◆ Supplied information:
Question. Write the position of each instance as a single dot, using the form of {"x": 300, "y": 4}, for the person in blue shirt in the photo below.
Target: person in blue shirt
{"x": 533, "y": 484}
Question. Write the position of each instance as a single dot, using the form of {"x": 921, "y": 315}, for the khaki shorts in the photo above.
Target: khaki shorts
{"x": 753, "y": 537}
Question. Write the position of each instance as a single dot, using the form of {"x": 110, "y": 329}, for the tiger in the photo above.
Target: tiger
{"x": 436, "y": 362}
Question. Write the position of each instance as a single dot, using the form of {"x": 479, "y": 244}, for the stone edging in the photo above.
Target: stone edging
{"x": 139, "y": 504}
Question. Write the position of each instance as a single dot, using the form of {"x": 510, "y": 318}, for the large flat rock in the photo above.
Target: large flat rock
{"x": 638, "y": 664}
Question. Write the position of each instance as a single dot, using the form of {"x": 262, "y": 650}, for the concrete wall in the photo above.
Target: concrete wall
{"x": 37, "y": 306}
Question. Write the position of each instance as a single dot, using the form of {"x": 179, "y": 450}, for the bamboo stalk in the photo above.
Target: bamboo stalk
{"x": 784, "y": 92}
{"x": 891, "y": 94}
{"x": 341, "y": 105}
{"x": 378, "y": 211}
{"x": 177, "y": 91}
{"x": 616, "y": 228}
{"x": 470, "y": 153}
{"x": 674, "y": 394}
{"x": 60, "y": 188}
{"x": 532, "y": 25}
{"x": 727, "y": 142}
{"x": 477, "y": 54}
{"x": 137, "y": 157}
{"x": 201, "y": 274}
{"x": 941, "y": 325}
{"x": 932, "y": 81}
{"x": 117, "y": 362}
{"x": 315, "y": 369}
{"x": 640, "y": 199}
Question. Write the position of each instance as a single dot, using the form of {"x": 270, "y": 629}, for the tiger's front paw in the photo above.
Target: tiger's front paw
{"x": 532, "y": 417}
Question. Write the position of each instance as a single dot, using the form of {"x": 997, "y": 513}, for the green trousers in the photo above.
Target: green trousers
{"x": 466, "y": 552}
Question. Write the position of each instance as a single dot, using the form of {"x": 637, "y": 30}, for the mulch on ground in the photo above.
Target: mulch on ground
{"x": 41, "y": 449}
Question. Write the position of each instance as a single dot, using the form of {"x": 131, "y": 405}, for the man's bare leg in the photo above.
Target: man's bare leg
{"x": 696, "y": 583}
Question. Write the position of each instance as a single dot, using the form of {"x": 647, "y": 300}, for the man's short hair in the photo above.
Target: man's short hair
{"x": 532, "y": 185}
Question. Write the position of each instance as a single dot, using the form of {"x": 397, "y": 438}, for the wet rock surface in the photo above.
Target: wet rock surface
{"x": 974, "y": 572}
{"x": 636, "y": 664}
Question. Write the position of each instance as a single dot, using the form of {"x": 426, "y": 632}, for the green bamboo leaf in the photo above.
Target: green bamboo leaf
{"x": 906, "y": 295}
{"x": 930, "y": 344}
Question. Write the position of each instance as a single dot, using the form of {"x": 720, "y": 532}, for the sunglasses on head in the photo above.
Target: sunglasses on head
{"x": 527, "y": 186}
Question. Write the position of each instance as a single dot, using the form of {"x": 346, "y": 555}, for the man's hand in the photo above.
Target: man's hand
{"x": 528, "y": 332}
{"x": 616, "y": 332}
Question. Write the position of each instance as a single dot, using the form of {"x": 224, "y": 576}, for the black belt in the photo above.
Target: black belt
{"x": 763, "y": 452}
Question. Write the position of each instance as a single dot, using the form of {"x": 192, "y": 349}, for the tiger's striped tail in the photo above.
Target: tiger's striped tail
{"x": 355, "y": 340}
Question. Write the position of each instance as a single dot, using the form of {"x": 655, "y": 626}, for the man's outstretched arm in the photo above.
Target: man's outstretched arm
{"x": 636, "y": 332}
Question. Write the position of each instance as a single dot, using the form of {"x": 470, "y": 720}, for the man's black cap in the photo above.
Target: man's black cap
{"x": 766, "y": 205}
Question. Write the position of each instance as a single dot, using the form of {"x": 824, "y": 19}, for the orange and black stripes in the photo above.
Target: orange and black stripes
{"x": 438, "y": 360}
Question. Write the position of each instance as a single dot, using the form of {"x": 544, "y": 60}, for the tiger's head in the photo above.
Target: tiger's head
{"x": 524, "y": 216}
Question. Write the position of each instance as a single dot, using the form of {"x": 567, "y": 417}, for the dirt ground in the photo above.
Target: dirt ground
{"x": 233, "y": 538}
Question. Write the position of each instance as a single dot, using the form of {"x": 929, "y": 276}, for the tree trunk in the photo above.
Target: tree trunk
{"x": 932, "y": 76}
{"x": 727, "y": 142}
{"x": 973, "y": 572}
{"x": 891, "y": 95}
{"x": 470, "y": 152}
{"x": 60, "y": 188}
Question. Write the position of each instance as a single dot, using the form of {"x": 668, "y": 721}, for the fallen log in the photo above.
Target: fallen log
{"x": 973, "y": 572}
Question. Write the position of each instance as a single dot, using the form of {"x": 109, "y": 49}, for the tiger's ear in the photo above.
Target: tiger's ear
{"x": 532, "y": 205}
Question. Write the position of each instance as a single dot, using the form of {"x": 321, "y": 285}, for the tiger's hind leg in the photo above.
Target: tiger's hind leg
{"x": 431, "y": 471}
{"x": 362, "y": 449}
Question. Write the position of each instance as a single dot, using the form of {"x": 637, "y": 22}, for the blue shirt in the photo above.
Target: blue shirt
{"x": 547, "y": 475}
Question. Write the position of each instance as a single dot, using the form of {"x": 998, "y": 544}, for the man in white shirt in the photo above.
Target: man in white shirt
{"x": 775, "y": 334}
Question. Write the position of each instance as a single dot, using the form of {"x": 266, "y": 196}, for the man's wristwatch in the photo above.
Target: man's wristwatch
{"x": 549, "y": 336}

◆ The exercise: Please present the items above as a Markdown table with two columns, Row and Line, where each line gets its own numbered row and blank lines are left out.

◆ Task answer:
| Row | Line |
|---|---|
| 1 | Question. Write the position of each instance as a single dot, using the form of {"x": 300, "y": 4}, for the person in blue shirt in the photo below. |
| 2 | Target: person in blue shirt |
| 3 | {"x": 533, "y": 484} |
| 4 | Question. Write the position of each instance as a single dot, using the form of {"x": 921, "y": 315}, for the khaki shorts in the photo above. |
| 5 | Target: khaki shorts |
| 6 | {"x": 753, "y": 537} |
| 7 | Question. Write the position of each instance as a single dot, using the form of {"x": 110, "y": 329}, for the tiger in the photo above. |
| 8 | Target: tiger |
| 9 | {"x": 436, "y": 362} |
| 10 | Question. Write the position of each instance as a single dot, using the form of {"x": 479, "y": 244}, for the stone edging in the photo above. |
| 11 | Target: stone edging |
| 12 | {"x": 139, "y": 504} |
| 13 | Question. Write the position of each instance as a single dot, using the form of {"x": 510, "y": 318}, for the large flat rock in the photo above. |
| 14 | Target: large flat rock |
| 15 | {"x": 638, "y": 664} |
| 16 | Question. Write the position of each instance as a single dot, using the form of {"x": 262, "y": 650}, for the concrete wall in the photo above. |
| 17 | Target: concrete wall |
| 18 | {"x": 37, "y": 306} |
| 19 | Question. Write the position of each instance as a single dot, using the form of {"x": 179, "y": 450}, for the bamboo stalk in the photo above. |
| 20 | Target: bamboo stalk |
| 21 | {"x": 784, "y": 92} |
| 22 | {"x": 891, "y": 94} |
| 23 | {"x": 341, "y": 105} |
| 24 | {"x": 378, "y": 211} |
| 25 | {"x": 177, "y": 91} |
| 26 | {"x": 616, "y": 228} |
| 27 | {"x": 470, "y": 153} |
| 28 | {"x": 674, "y": 394} |
| 29 | {"x": 60, "y": 188} |
| 30 | {"x": 532, "y": 25} |
| 31 | {"x": 727, "y": 142} |
| 32 | {"x": 477, "y": 54} |
| 33 | {"x": 137, "y": 157} |
| 34 | {"x": 201, "y": 274} |
| 35 | {"x": 941, "y": 325} |
| 36 | {"x": 932, "y": 81} |
| 37 | {"x": 117, "y": 362} |
| 38 | {"x": 315, "y": 369} |
| 39 | {"x": 640, "y": 199} |
| 40 | Question. Write the position of each instance as a single dot, using the form of {"x": 270, "y": 629}, for the tiger's front paw in the photo above. |
| 41 | Target: tiger's front paw |
| 42 | {"x": 532, "y": 417} |
| 43 | Question. Write the position of each instance as a single dot, using the form of {"x": 997, "y": 513}, for the green trousers in the photo above. |
| 44 | Target: green trousers |
| 45 | {"x": 466, "y": 552} |
| 46 | Question. Write the position of each instance as a single dot, using the form of {"x": 637, "y": 30}, for the mulch on ground in the photo above. |
| 47 | Target: mulch on ground |
| 48 | {"x": 41, "y": 449} |
| 49 | Question. Write the position of each instance as a single dot, using the form of {"x": 131, "y": 405}, for the man's bare leg in the photo above. |
| 50 | Target: man's bare leg |
| 51 | {"x": 696, "y": 583} |
| 52 | Question. Write the position of each instance as a single dot, using the form of {"x": 647, "y": 300}, for the man's short hair in the photo above. |
| 53 | Target: man's short hair |
| 54 | {"x": 532, "y": 185} |
| 55 | Question. Write the position of each instance as a single dot, using the form of {"x": 397, "y": 438}, for the wet rock surface in the photo above. |
| 56 | Target: wet rock surface |
| 57 | {"x": 974, "y": 572} |
| 58 | {"x": 636, "y": 664} |
| 59 | Question. Write the position of each instance as a single dot, using the form of {"x": 426, "y": 632}, for the green bamboo leaf in the photo above. |
| 60 | Target: green bamboo leaf |
| 61 | {"x": 906, "y": 295} |
| 62 | {"x": 930, "y": 344} |
| 63 | Question. Write the position of each instance as a single dot, using the form of {"x": 720, "y": 532}, for the sunglasses on head in the photo above. |
| 64 | Target: sunglasses on head |
| 65 | {"x": 527, "y": 186} |
| 66 | Question. Write the position of each instance as a single dot, using the form of {"x": 346, "y": 555}, for the man's hand in the photo above. |
| 67 | Target: man's hand |
| 68 | {"x": 528, "y": 332} |
| 69 | {"x": 616, "y": 332} |
| 70 | Question. Write the position of each instance as a single dot, using the form of {"x": 224, "y": 576}, for the black belt in the photo above. |
| 71 | Target: black belt |
| 72 | {"x": 763, "y": 452} |
| 73 | Question. Write the position of each instance as a single dot, using the form of {"x": 192, "y": 349}, for the tiger's striped tail in the photo above. |
| 74 | Target: tiger's striped tail |
| 75 | {"x": 355, "y": 340} |
| 76 | Question. Write the position of each instance as a single dot, using the form of {"x": 655, "y": 626}, for the man's outstretched arm in the photo above. |
| 77 | Target: man's outstretched arm |
| 78 | {"x": 636, "y": 332} |
| 79 | Question. Write the position of each instance as a single dot, using the form of {"x": 470, "y": 720}, for the man's black cap in the photo above. |
| 80 | Target: man's black cap |
| 81 | {"x": 766, "y": 205} |
| 82 | Question. Write the position of each instance as a single dot, using the form of {"x": 824, "y": 19}, for the orange and black stripes in the photo above. |
| 83 | Target: orange and black stripes |
| 84 | {"x": 438, "y": 360} |
| 85 | Question. Write the position of each instance as a single dot, using the form of {"x": 544, "y": 60}, for the tiger's head in the photo above. |
| 86 | Target: tiger's head |
| 87 | {"x": 524, "y": 216} |
| 88 | Question. Write the position of each instance as a single dot, using the form of {"x": 567, "y": 417}, for the dirt ground in the photo above. |
| 89 | Target: dirt ground |
| 90 | {"x": 233, "y": 538} |
| 91 | Question. Write the position of each instance as a single dot, using the form of {"x": 929, "y": 276}, for the tree trunk in the photo above. |
| 92 | Target: tree trunk |
| 93 | {"x": 932, "y": 76} |
| 94 | {"x": 727, "y": 142} |
| 95 | {"x": 973, "y": 572} |
| 96 | {"x": 891, "y": 95} |
| 97 | {"x": 470, "y": 152} |
| 98 | {"x": 60, "y": 188} |
| 99 | Question. Write the position of each instance as a single dot, using the form of {"x": 668, "y": 721}, for the fallen log in the photo above. |
| 100 | Target: fallen log |
| 101 | {"x": 973, "y": 572} |
| 102 | Question. Write the position of each instance as a single dot, using the form of {"x": 109, "y": 49}, for the tiger's ear in the photo above. |
| 103 | Target: tiger's ear |
| 104 | {"x": 532, "y": 205} |
| 105 | Question. Write the position of each instance as a single dot, using the form of {"x": 321, "y": 285}, for the tiger's hind leg in the photo above. |
| 106 | Target: tiger's hind leg |
| 107 | {"x": 431, "y": 471} |
| 108 | {"x": 362, "y": 449} |
| 109 | Question. Write the position of each instance as a single dot, using the form of {"x": 637, "y": 22}, for the blue shirt in the photo above. |
| 110 | Target: blue shirt |
| 111 | {"x": 547, "y": 475} |
| 112 | Question. Write the position of each instance as a single dot, using the form of {"x": 998, "y": 544}, for the man in white shirt in the photo above. |
| 113 | Target: man in white shirt |
| 114 | {"x": 775, "y": 334} |
| 115 | Question. Write the position of each instance as a single dot, using the form of {"x": 266, "y": 196}, for the man's wristwatch in the photo above. |
| 116 | Target: man's wristwatch |
| 117 | {"x": 549, "y": 336} |